- EXTRACT TO READ -
David Hamilton was born in Cookstown, Co. Tyrone and moved to Belfast when he was about eight years old.  While at Mosney I took the opportunity to ask him about his background:–

I played football with Bobby Sands!

I grew up in Rathcoole housing estate in Belfast.  14,000 people live there and not five of them would be Roman Catholics!   At that time, though, it was a mixed estate – I played football with Bobby Sands!  I never thought then that either of us would end up in jail.

When the troubles started there was a lot of fighting – with the Catholic boys – on the way home from school.  There was safety in numbers – so I got involved in one of the gangs.

When the troubles were at their height in the early seventies I decided to join one of the para-military groups.  I was seventeen then and went into jail about a year later – for armed robbery, possession of weapons, petrol bombing, etc.  I got a five-year recorded sentence and spent about a year inside.

this time I was sentenced to twelve years

I was out only a few weeks when I got actively involved in para-military activity again, with another – illegal – group.  I ended up holding rank in the area I lived in and was responsible for different actions.  Sure enough, I was arrested again and this time I was sentenced to twelve years.

I was in the H-blocks and then, after two years, was moved back to the Crumlin Road Prison.  I was in a good mood because I had reached the final of the snooker competition and was sitting in my cell drinking a cup of tea, when suddenly, the thought came into my head to become a Christian.  I think I burned my lip on the tea!

I said to myself, “Aye, I wouldn’t miss it – running about there like an eejit!” and I laughed to myself.  But as I sat the thought seemed to haunt me over the next half an hour.  I thought about it half a dozen times.

- OBJECTIVE -
Name every place mentioned in the account of David Hamilton's background, in the order each first appears.

- DATA LISTING -
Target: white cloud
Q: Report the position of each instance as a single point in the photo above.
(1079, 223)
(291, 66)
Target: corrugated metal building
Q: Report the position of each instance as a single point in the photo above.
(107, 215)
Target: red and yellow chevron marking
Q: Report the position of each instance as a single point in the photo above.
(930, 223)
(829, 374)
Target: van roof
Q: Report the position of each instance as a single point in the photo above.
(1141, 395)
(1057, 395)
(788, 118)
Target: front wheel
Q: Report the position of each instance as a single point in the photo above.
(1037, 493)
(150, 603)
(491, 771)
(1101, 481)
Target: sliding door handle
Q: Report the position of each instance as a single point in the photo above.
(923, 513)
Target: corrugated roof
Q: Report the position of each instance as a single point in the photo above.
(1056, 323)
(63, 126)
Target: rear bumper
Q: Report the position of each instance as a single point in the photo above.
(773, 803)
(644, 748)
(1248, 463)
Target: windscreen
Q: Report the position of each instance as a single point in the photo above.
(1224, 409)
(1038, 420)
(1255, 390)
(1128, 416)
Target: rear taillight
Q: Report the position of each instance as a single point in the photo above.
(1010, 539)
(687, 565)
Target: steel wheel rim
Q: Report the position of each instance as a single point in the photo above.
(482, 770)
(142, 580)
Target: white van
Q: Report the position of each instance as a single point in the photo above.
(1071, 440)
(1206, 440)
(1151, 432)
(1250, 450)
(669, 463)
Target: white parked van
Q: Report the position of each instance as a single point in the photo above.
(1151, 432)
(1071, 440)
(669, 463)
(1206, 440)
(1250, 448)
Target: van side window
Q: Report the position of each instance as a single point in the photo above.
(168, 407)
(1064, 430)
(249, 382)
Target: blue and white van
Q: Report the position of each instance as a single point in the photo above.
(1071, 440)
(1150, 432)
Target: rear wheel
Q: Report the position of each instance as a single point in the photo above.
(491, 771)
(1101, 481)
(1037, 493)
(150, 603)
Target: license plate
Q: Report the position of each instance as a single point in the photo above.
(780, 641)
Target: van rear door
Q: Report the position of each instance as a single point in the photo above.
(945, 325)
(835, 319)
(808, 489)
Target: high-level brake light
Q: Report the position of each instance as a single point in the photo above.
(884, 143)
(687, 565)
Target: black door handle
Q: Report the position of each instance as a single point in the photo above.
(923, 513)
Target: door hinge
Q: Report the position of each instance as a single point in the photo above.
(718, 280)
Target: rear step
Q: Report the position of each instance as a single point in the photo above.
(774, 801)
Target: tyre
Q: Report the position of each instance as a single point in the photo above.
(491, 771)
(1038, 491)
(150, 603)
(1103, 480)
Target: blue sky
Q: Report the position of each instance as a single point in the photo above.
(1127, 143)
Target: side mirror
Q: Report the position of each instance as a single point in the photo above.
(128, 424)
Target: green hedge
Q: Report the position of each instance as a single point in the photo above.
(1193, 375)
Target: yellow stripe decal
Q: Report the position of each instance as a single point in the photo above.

- FULL OUTPUT -
1. Cookstown, Co. Tyrone
2. Belfast
3. Mosney
4. Rathcoole housing estate
5. The H-blocks
6. Crumlin Road Prison